Location labeling data:
>>>
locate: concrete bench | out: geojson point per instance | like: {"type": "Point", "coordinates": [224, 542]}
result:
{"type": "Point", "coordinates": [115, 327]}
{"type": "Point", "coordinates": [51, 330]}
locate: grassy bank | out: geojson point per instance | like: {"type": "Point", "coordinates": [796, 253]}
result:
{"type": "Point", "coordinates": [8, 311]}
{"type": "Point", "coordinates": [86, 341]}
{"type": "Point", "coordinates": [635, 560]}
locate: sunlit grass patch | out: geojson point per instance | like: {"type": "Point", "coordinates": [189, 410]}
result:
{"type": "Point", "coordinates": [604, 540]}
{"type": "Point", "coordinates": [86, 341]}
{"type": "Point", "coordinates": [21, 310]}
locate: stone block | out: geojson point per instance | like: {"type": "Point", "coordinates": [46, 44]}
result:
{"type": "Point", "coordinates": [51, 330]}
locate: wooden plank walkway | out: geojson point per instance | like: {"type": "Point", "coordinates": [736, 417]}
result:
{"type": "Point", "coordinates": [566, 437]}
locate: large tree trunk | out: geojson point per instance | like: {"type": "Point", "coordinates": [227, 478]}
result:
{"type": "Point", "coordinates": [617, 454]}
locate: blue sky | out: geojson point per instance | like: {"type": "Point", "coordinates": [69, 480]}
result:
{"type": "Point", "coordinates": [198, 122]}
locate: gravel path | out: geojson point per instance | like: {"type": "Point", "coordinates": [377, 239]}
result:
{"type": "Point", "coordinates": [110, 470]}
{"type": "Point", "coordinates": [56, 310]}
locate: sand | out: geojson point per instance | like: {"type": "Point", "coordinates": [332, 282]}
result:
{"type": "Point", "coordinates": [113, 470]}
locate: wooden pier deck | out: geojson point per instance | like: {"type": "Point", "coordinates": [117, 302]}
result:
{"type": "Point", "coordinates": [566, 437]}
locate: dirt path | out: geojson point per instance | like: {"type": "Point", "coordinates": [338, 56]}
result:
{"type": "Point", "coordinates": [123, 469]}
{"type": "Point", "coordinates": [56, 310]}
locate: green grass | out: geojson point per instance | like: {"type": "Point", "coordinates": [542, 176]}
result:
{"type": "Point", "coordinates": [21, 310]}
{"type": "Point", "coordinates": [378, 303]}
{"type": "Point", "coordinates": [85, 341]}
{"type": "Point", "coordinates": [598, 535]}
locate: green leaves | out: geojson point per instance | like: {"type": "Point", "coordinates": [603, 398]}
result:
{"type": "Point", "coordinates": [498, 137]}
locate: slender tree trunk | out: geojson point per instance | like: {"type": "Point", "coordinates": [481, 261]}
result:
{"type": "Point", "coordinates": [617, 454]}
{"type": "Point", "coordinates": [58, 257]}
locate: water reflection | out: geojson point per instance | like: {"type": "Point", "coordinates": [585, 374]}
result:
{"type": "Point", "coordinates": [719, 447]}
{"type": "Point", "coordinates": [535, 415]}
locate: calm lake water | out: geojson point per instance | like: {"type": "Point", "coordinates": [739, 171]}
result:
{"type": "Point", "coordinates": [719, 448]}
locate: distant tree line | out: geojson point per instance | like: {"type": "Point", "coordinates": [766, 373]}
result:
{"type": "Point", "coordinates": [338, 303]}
<<<
>>>
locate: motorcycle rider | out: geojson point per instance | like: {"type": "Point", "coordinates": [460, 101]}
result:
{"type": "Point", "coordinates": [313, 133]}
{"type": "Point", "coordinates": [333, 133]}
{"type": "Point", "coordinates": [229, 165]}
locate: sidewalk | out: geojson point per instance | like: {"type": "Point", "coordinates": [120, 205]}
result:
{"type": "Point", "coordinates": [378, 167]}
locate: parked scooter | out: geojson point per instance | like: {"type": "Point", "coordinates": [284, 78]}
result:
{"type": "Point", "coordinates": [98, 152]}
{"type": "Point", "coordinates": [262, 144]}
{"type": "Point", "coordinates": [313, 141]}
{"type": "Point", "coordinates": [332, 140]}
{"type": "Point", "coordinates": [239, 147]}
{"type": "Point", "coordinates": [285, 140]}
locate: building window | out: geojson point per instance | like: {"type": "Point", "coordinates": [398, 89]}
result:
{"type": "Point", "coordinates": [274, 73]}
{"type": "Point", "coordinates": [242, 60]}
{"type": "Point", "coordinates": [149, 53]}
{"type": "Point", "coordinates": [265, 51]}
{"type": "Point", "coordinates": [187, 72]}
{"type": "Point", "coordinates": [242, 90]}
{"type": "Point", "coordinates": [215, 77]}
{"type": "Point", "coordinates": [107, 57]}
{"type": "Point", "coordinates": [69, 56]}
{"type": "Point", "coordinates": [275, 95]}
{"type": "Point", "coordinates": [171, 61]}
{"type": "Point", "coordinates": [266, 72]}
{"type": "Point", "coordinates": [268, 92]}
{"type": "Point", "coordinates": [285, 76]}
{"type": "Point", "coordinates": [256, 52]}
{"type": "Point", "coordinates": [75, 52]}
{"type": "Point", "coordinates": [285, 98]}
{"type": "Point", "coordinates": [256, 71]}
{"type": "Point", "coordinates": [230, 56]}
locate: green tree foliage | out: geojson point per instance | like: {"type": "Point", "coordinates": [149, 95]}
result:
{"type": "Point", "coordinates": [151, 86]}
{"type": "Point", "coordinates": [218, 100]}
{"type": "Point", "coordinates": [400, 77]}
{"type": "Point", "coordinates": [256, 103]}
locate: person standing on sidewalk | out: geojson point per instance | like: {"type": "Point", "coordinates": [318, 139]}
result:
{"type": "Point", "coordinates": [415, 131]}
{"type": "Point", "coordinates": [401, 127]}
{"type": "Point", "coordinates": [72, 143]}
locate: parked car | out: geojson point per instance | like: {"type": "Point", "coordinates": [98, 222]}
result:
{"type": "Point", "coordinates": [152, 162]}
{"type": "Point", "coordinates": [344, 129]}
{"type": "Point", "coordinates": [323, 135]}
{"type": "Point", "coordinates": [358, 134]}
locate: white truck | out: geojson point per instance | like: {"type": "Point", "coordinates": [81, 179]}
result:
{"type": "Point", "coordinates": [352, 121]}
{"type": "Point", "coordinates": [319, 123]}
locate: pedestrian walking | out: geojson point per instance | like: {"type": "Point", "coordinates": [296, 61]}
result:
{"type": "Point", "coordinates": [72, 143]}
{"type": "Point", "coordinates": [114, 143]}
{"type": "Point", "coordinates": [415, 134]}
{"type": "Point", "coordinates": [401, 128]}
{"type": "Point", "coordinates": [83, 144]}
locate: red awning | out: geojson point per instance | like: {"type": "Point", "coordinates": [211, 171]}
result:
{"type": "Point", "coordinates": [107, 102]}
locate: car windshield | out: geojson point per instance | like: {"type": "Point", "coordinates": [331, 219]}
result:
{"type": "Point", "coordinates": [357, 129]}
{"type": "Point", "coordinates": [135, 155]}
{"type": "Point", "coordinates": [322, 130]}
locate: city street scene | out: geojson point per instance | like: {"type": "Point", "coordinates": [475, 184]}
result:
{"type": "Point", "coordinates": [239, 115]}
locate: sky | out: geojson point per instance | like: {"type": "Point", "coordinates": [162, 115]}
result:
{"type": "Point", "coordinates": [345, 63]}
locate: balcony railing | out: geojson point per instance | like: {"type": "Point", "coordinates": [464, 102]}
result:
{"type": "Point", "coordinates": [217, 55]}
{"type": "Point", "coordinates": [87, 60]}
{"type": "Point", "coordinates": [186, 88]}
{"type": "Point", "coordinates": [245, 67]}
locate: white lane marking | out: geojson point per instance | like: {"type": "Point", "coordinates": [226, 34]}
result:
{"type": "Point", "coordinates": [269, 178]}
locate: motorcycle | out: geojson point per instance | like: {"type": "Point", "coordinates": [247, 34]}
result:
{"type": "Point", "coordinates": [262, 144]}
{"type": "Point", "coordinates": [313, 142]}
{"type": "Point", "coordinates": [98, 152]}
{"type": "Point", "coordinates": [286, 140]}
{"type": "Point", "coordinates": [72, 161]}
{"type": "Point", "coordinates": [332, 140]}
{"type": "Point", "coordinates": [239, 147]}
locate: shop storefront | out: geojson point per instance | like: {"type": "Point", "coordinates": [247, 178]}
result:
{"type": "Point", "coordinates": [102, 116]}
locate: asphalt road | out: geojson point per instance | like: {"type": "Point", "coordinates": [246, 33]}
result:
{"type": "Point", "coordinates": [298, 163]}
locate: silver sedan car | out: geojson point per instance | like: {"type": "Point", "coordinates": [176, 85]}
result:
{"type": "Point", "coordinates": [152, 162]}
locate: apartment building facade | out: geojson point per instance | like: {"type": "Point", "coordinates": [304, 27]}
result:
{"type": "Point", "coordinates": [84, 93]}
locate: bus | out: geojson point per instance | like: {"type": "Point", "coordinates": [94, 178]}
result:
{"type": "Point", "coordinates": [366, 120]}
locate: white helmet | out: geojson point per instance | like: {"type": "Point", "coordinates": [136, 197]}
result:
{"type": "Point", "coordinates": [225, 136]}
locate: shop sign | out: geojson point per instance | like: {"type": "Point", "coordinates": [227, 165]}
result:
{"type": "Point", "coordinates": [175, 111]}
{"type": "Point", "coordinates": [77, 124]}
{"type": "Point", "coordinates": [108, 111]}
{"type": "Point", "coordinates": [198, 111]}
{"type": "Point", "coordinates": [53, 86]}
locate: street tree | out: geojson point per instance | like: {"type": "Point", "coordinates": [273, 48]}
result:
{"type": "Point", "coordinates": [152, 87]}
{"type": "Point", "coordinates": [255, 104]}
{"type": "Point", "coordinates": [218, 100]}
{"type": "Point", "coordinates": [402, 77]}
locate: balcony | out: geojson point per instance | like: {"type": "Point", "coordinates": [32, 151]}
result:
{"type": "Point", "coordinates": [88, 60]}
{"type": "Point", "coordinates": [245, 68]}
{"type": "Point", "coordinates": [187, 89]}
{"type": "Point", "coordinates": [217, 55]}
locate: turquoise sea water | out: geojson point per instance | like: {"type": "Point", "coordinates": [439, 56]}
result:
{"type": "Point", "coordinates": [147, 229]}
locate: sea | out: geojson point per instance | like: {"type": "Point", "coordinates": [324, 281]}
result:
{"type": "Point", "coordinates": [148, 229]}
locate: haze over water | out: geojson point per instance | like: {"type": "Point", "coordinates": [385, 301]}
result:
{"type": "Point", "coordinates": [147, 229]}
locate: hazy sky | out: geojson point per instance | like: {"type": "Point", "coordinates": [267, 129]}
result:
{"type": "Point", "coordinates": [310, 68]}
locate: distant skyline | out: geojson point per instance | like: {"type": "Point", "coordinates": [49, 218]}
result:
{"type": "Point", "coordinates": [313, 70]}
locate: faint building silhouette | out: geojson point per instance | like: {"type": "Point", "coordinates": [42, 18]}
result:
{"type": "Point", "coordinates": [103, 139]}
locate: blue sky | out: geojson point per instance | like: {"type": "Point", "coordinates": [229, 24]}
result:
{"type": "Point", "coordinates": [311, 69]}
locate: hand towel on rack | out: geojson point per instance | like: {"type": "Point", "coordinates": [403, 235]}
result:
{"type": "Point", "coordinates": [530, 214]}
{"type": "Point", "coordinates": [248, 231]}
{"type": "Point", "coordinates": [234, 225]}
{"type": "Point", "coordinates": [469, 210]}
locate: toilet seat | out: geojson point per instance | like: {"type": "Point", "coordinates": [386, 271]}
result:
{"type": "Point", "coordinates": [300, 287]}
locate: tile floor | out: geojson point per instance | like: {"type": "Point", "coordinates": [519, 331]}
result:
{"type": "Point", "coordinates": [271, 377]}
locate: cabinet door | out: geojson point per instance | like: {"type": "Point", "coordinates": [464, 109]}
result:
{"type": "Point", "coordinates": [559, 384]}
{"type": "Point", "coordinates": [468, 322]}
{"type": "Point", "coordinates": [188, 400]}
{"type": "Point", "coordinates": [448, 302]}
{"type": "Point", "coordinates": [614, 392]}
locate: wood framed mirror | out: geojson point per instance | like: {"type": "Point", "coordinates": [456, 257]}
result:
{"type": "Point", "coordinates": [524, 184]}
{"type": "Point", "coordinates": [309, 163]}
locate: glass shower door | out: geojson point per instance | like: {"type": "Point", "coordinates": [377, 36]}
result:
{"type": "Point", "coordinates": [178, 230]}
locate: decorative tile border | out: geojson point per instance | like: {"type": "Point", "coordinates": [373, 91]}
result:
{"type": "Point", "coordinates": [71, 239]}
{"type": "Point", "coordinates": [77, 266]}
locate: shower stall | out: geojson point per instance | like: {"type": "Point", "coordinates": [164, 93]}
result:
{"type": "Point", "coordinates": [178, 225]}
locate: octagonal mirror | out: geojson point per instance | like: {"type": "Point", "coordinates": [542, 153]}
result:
<<<
>>>
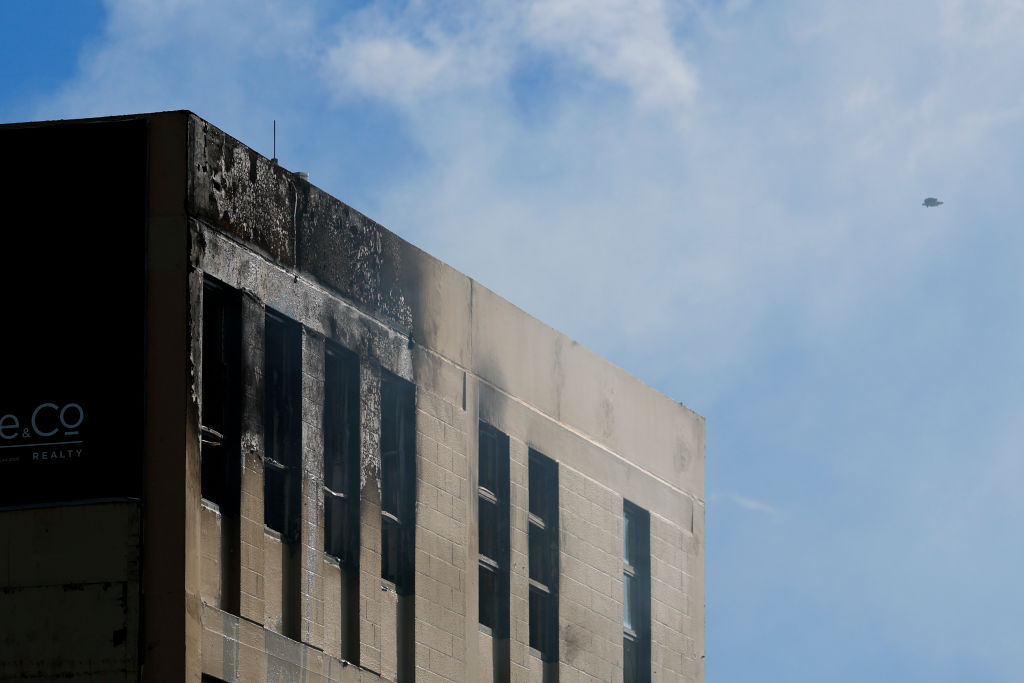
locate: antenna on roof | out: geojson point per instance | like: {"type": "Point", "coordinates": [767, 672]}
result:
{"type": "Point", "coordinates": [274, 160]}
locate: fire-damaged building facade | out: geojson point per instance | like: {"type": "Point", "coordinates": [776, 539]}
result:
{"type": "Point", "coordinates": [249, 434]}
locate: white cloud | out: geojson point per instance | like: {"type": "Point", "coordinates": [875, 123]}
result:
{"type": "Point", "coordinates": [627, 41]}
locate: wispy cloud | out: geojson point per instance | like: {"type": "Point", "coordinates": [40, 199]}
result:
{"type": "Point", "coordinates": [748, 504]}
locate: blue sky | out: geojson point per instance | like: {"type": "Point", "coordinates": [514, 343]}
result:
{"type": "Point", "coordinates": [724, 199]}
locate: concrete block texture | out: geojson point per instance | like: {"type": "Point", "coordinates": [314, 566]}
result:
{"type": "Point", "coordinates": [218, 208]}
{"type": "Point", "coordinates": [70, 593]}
<<<
Identify every line of the data above that contains the string "facade", and copy each such line in full.

locate: apartment building facade | out: geojson point per instance | like: {"type": "Point", "coordinates": [304, 27]}
locate: fire-damaged building facade | out: geojson point per instance | like: {"type": "Point", "coordinates": [776, 539]}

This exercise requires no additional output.